■ **EXERCISE A**: According to the Arthur W. Toga profile, in what year was he recruited to UCLA?
■ **EXERCISE B**: Recast the paragraph of the Arthur W. Toga profile that begins "His research is focused" as a short bulleted list that keeps its main facts.
■ **EXERCISE C**: Retype the part of the Arthur W. Toga profile starting with "Arthur W. Toga, Ph.D." and going on through "neuroscience graduate program.".

■ **READING TEXT**:
Arthur W. Toga, Ph.D.

University of California, Los Angeles

Dr. Toga is a professor of neurology and Associate Dean at the Geffen School of Medicine, Associate Vice Provost at UCLA, the founder and director of the Laboratory of Neuro Imaging, associate director of the UCLA Brain Mapping Center and the founding editor-in-chief of the journal NeuroImage. He holds the chairmanship of numerous committees within UCLA, NIH and a variety of international task forces and is a member of the UCLA Brain Research Institute and past director of admissions of the neuroscience graduate program.

His research is focused on neuroimaging, mapping brain structure and function, and brain atlasing. He studies structural and functional relationships in normal and pathological conditions in populations using a variety of imaging approaches. He also studies cerebral metabolism and neurovascular coupling, was trained in neuroscience and computer science and has written more than 550 papers, including chapters, reviews and eight books. Recruited to UCLA in 1987, Toga formed and directs the Laboratory of Neuro Imaging. This 110-member laboratory includes graduate students and scientists from neurobiological disciplines, computer science, physics, mathematics and others, and houses one of the largest computing facilities of any University of California research laboratory.

With his diverse team, Toga has been responsible for a number of breakthrough advances in various areas of neuroscience and has studied neuroanatomic variability within specific subpopulations. Spanning from cellular architectural morphology to whole brain systems, specific research projects focus on the developing human brain, dementing diseases such as Alzheimer's, schizophrenia, brain tumor, depression, fetal alcohol syndrome, autism and other psychiatric and neurological diseases. This research has resulted in new statistical methods for quantitating structure/function relationships as determined in a variety of brain imaging modalities. He has developed unique mathematical techniques for global and local warping of images and multidimensional modeling as well as visualization of composite brain image sets (e.g., anatomy, histology, autoradiography, rate of change and pharmacological variables).

Toga has received numerous awards and honors in computer science, graphics and neuroscience, received the SPIE image processing ‘cum laude’ award, the Di Chiro Award for Outstanding Scientific Researcher and was a finalist in the American Medical Informatics Association 1997 best theoretical paper competition. He received the Smithsonian Award for Scientific Innovation in 1999, and was also given the Telly Award and the Communication Award in 1999.

■ **INFORMATION GIVEN**:

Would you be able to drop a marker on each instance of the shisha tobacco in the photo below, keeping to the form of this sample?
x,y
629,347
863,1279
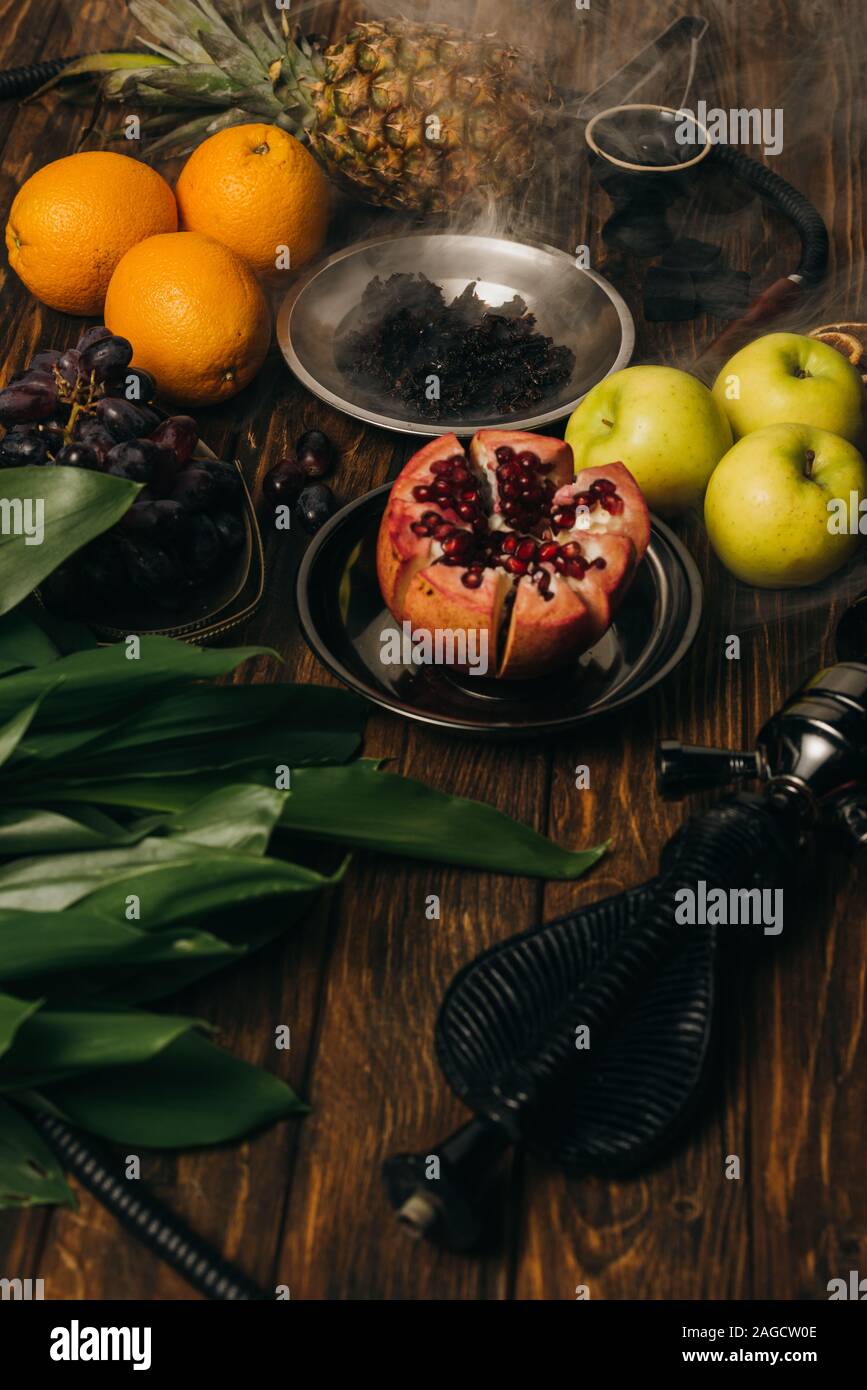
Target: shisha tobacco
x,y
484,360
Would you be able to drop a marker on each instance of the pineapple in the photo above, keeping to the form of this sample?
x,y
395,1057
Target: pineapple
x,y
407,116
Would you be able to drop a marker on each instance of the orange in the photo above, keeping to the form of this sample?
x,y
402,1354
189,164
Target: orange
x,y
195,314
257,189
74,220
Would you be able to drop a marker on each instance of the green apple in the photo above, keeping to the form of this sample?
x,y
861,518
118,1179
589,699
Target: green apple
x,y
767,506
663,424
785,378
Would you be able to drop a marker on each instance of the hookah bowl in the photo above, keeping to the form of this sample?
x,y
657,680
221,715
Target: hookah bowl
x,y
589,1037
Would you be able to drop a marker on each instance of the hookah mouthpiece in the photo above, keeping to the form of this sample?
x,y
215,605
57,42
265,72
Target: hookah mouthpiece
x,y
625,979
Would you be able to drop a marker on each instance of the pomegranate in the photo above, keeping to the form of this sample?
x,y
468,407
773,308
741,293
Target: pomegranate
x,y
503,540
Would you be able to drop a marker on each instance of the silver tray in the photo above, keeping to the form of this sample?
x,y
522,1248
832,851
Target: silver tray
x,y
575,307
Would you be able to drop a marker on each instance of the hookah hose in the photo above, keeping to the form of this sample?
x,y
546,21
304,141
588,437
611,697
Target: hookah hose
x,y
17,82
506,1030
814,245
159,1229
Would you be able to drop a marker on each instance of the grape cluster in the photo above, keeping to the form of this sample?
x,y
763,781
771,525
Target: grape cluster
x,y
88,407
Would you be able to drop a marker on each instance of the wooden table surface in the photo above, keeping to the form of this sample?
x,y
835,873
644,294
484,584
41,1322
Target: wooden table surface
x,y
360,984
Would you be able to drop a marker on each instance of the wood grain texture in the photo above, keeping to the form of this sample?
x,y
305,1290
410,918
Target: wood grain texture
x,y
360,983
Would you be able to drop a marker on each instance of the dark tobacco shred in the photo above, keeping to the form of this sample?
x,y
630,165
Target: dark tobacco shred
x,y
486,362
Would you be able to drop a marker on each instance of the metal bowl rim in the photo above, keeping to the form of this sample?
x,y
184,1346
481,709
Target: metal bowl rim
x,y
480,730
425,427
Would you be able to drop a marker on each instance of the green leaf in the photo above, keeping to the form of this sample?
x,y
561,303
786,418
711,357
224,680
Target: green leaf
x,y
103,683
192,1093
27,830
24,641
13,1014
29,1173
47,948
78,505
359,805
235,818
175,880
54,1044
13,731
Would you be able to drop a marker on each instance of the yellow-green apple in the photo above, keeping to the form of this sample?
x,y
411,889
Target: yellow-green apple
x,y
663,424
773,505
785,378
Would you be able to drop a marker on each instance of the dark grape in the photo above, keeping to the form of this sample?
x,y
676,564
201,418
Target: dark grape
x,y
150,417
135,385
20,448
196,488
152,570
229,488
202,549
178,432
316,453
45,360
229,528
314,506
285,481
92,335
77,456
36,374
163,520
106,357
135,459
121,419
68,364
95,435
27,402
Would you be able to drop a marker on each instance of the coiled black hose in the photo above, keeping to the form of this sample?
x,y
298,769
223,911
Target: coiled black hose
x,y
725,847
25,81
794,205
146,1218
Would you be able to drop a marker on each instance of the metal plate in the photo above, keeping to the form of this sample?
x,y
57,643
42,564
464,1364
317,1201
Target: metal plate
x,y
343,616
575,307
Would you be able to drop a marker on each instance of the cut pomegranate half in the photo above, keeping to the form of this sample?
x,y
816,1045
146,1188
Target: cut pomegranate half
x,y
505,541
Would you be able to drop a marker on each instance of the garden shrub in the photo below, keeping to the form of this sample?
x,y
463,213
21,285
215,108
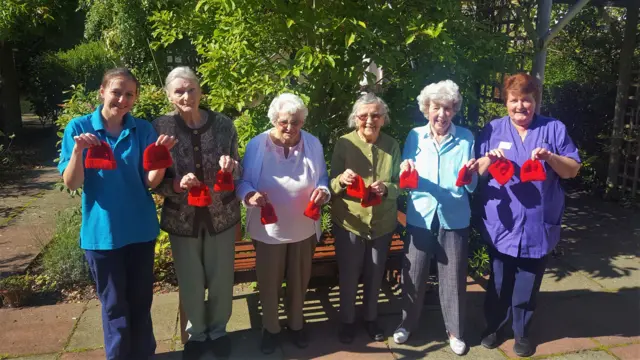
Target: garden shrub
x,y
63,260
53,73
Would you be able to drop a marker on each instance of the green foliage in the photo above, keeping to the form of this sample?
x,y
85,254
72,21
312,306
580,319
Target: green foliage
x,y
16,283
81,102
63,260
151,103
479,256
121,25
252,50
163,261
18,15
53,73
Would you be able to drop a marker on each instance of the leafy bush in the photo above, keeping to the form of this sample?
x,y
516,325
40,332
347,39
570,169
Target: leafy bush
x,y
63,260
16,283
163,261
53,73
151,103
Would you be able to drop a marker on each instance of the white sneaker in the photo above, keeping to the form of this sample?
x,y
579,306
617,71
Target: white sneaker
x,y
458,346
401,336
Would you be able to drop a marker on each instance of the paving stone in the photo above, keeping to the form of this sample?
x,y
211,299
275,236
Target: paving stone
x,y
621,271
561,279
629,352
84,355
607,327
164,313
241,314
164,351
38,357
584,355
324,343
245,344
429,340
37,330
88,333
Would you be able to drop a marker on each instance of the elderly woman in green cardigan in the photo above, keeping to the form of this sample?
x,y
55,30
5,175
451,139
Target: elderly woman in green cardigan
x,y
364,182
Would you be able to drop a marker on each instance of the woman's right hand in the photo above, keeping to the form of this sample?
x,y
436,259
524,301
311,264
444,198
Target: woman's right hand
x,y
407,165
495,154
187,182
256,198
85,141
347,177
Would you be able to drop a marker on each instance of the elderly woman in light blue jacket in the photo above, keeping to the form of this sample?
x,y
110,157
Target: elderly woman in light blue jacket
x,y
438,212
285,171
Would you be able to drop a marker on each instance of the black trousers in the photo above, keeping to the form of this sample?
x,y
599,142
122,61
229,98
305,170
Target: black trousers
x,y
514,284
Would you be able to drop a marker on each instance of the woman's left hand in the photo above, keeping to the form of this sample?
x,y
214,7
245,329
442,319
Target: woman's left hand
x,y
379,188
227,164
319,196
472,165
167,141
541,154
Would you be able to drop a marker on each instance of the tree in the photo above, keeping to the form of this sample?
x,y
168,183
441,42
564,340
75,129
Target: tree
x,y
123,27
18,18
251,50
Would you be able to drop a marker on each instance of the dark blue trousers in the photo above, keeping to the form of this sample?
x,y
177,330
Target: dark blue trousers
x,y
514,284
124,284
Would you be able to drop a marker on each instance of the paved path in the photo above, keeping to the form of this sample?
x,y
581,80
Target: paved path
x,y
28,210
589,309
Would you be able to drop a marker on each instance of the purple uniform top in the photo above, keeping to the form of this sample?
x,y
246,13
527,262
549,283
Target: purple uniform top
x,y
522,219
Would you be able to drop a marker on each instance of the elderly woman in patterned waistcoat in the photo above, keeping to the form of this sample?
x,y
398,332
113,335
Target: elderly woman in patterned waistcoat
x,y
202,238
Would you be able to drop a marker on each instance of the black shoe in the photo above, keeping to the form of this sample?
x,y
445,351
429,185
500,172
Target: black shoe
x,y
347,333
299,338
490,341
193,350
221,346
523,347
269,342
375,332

■ **ANSWER SECTION A**: 1987

■ **ANSWER SECTION B**:
- Research focus: neuroimaging, mapping brain structure and function, and brain atlasing
- Studies structural and functional relationships in normal and pathological conditions in populations, using a variety of imaging approaches
- Also studies cerebral metabolism and neurovascular coupling
- Trained in neuroscience and computer science
- Has written more than 550 papers, including chapters, reviews and eight books
- Recruited to UCLA in 1987; formed and directs the Laboratory of Neuro Imaging
- The lab has 110 members, including graduate students and scientists from neurobiological disciplines, computer science, physics, mathematics and other fields
- It houses one of the largest computing facilities of any University of California research laboratory

■ **ANSWER SECTION C**:
Arthur W. Toga, Ph.D.

University of California, Los Angeles

Dr. Toga is a professor of neurology and Associate Dean at the Geffen School of Medicine, Associate Vice Provost at UCLA, the founder and director of the Laboratory of Neuro Imaging, associate director of the UCLA Brain Mapping Center and the founding editor-in-chief of the journal NeuroImage. He holds the chairmanship of numerous committees within UCLA, NIH and a variety of international task forces and is a member of the UCLA Brain Research Institute and past director of admissions of the neuroscience graduate program.